## Document excerpt
=======

Judge: Eight is enough for ex-Speaker
Sal DiMasi
Boston Herald
By Richard Weir Saturday, September 10, 2011
The eight-year prison sentence slapped on disgraced ex-House Speaker
Salvatore F. DiMasi delivered a strong message to
Beacon Hill pols that public corruption will be met
with a heavy penalty, legal experts said yesterday.
“It’s a stiff sentence. There’s no doubt. You have
someone who has never done jail time before,” said Randy Chapman, a former
prosecutor and past president of Massachusetts
Association of Criminal Defense Lawyers. “I would describe it as on the high
end of reasonableness . . . but (the court) wants people to know that public
corruption is not going to be tolerated and it will be dealt with harshly.”
Carmen M. Ortiz, U.S. Attorney for Massachusetts, said
outside federal court in Boston that she found it amazing that a number of
politicians wrote U.S. District Court Chief Judge Mark L. Wolf letters
portraying DiMasi as a victim to business interests,
suggesting a “tolerance” of public corruption.

=======

## Listing
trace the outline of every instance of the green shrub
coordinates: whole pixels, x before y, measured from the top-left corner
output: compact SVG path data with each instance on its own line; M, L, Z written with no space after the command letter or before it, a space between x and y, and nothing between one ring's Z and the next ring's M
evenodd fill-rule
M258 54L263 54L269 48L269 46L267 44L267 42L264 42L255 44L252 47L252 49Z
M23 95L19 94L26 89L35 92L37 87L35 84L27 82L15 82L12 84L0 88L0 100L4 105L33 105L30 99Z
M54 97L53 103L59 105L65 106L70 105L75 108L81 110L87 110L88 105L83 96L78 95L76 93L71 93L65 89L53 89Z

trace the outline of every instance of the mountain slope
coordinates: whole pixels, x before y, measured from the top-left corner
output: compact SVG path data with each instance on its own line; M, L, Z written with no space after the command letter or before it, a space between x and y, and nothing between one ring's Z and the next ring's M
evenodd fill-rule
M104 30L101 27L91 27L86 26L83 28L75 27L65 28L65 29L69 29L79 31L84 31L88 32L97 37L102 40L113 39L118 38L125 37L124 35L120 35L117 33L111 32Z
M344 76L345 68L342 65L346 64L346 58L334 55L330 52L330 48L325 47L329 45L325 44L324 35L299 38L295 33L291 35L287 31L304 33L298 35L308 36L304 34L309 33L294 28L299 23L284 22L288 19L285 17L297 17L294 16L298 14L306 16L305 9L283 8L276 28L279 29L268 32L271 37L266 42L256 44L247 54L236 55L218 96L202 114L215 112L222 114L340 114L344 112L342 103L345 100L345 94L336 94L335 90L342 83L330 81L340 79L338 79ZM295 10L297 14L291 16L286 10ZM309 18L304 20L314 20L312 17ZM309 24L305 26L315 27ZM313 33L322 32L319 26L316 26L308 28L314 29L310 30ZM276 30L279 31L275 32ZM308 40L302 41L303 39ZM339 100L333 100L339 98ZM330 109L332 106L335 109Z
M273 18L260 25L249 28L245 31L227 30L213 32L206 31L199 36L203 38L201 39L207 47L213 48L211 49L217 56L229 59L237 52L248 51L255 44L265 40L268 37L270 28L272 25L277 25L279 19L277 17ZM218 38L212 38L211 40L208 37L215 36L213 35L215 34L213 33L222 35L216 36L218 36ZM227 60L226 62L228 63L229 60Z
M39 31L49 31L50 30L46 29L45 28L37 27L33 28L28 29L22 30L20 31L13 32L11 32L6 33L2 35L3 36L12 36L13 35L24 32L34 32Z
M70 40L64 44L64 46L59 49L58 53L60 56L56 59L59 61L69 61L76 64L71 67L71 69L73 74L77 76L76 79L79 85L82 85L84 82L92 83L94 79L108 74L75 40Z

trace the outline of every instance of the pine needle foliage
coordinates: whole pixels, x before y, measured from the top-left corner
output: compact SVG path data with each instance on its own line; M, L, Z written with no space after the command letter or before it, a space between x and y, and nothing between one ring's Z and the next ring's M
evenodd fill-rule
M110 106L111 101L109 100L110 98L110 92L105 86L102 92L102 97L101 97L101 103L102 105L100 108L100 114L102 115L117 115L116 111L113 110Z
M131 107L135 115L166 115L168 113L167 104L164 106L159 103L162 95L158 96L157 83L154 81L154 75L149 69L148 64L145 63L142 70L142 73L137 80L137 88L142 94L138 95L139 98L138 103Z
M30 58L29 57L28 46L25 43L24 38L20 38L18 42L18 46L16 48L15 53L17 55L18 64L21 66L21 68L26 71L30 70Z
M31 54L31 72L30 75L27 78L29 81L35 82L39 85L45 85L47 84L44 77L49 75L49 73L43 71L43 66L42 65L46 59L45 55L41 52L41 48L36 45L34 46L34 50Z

=======

## Given exercise A
In the news article about the sentencing of former House Speaker Salvatore F. DiMasi, how long a prison sentence did he receive?
## Given exercise B
Continue the news article about Salvatore F. DiMasi's prison sentence from its last sentence.

## Task answer A
Eight years.

## Task answer B
“You heard what Judge Wolf said inside, that somehow it’s
striking that elected officials think their good works (make the case) that a
little corruption is OK. It’s not OK,” she said. “I am hoping by these
prosecutions, the sentences that have been given out, that all elected
officials — not just on Beacon Hill, but in the state of Massachusetts — will
realize that these are serious crimes.”
DiMasi hugged his tearful wife and stepdaughter after his sentencing but declined
to speak to reporters as he left the courthouse. He is expected to report Nov.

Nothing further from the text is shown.